BRIEF -> Translate this sentence from the Florida Supreme Court case report below into Spanish: "An appeal suspends the judgment until some Superior Tribunal makes a rightful disposition of the case."

Stewart v. Preston, 1 Fla. 1 (Fla. 1846)
Supreme Court of Florida
January, 1846
Stewart v. Preston, 1 Fla. 1 (Fla. 1846)
CHARLES D. STEWART, vs. THOMAS PRESTON, JR.
This case having been docketed, and being called, Appellee by his Attorney, made and filed the following motion to dismiss the same, which fully sets forth the facts.
And now on this 6th January, 1846, on the calling of this case, comes Thomas H. Hagner, an Attorney of this Court, and gives the Court here to understand and be informed, that the cause now placed upon the Docket of this Court, was heretofore, on the 31st December, 1844, docketed in the Court of Appeals of the Territory of Florida, being an appeal to that Court, from Gadsden Superior Court. That on the 14th January, 1845, the cause was argued and submitted to said Court of Appeals, and that afterwards on the 8th February, 1845, the said Court of Appeals announced that it would hold the same under advisement, and the said Court adjourned with said case in that posture--and now he moves to dismiss the cause from this Court:
1st. Because it has no rightful place here, and this Court has no jurisdiction of the same, the said cause coming here neither by Writ of Error, nor Appeal, nor by agreement of parties; the agreement of appeal being to the Court of Appeals.
2d. Because the cause has not been legally transferred to this Court, from the Court of Appeals, nor has any mode been ordained by competent authority, whereby said cause has a day in this Court.
3d. Because the Judgment of Gadsden Superior Court, is final until reversed by the proper Appellate Tribunal to which the cause was by consent of parties transferred, and to which an appeal lay by the laws of the United States.
4th. Because this Court has appellate jurisdiction only over those inferior Courts, which the Constitution of the State of Florida hath established, and which compose with it, the Judiciary powers of the State.
Headnotes
The Act of the General Assembly, "that all cases now pending in said Court of Appeals, shall be transferred to said Supreme Court, and tried and decided therein and thereby, except cases cognizable by the Federal Courts" is imperative, and there is no cause for questioning the power of the General Assembly to pass such a law.
An appeal suspends the judgment until some Superior Tribunal makes a rightful disposition of the case.
The laws of the United States, do not provide for the transfer by appeal or Writ of Error of a judgment rendered by the Superior Court of a Territory, to a District or Circuit Court, or to the Supreme Court of the United States.
T. H. HAGNER, for Appellee, said:
It would be necessary to take a view of the constitution of the late Superior Courts, and of the Court of Appeals of the Territory of Florida; and also of the effect of the formation of State Government upon those tribunals, in order to present the questions involved in this motion.

RECORD EXCERPTS ->

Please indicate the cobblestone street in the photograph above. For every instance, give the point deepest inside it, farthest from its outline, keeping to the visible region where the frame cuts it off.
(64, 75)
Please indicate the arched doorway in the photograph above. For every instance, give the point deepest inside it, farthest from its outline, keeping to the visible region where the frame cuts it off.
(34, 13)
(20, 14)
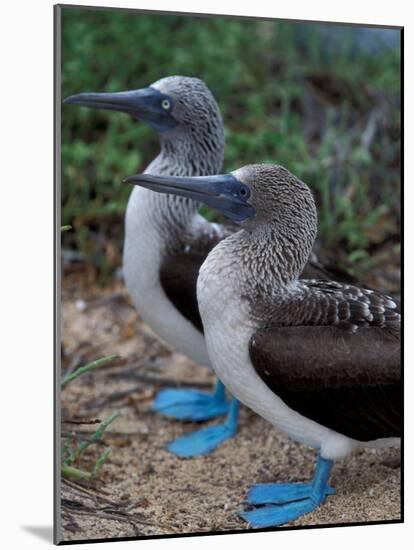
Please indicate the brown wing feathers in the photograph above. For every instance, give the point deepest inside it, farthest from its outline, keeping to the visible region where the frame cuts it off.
(341, 367)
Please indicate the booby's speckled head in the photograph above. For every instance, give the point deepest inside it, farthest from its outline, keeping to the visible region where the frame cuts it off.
(255, 195)
(277, 196)
(169, 103)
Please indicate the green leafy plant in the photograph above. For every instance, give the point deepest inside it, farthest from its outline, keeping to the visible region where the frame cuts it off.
(72, 450)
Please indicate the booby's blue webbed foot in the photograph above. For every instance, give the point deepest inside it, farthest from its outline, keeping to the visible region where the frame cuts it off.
(188, 404)
(207, 439)
(286, 502)
(280, 493)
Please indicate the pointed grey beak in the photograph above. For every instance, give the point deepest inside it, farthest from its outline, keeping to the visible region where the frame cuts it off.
(224, 193)
(147, 104)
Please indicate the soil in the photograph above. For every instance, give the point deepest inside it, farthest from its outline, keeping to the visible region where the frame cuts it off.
(142, 489)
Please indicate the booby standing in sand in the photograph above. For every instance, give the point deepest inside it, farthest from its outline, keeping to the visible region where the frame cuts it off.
(166, 240)
(320, 360)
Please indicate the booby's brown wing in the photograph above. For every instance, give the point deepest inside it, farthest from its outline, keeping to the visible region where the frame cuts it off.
(178, 276)
(180, 268)
(344, 372)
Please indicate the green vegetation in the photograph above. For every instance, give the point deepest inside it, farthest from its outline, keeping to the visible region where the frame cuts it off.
(72, 449)
(329, 114)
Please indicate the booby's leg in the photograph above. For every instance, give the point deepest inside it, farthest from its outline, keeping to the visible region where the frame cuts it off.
(292, 503)
(185, 404)
(206, 440)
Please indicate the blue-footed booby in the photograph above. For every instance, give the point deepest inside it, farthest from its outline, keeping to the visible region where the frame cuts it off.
(166, 240)
(318, 359)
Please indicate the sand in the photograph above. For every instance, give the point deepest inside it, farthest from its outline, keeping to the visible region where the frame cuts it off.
(144, 490)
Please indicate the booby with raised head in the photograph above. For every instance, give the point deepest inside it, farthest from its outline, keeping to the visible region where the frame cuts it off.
(320, 360)
(166, 240)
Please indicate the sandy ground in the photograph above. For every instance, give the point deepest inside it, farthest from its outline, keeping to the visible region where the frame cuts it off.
(143, 489)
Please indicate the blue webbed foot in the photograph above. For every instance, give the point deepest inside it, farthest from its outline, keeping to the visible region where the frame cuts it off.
(187, 404)
(273, 514)
(206, 440)
(191, 405)
(286, 502)
(280, 493)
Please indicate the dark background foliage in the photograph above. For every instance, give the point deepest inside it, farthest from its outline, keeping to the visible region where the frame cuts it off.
(322, 100)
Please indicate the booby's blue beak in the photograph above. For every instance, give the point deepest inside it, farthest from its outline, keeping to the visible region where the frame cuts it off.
(224, 193)
(147, 104)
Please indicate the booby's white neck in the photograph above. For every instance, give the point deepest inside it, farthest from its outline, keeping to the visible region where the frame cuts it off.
(151, 231)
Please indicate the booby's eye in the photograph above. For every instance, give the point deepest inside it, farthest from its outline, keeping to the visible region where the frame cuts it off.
(165, 104)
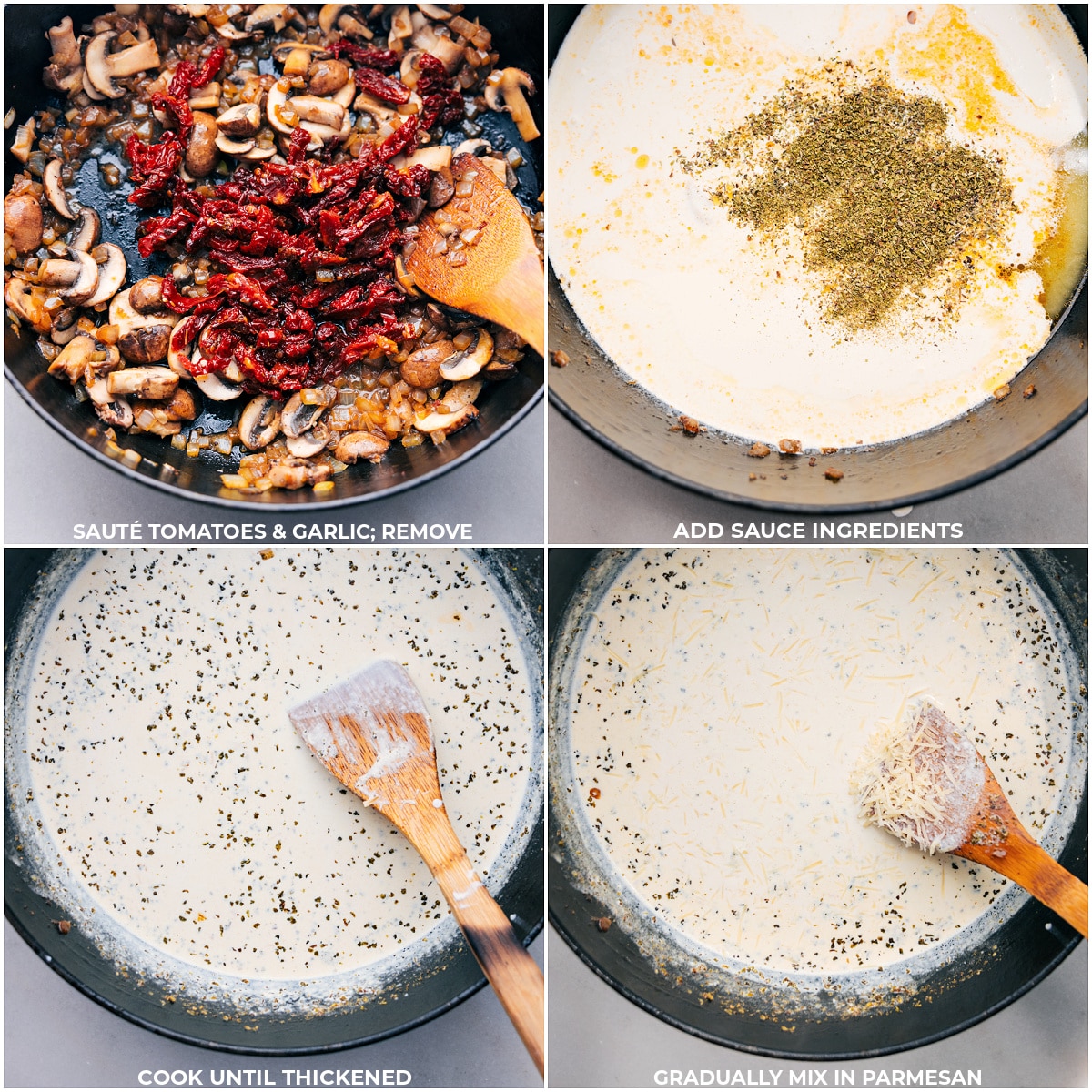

PROBLEM SOLUTION -> Una apelación suspende la sentencia hasta que algún Tribunal Superior disponga debidamente del caso.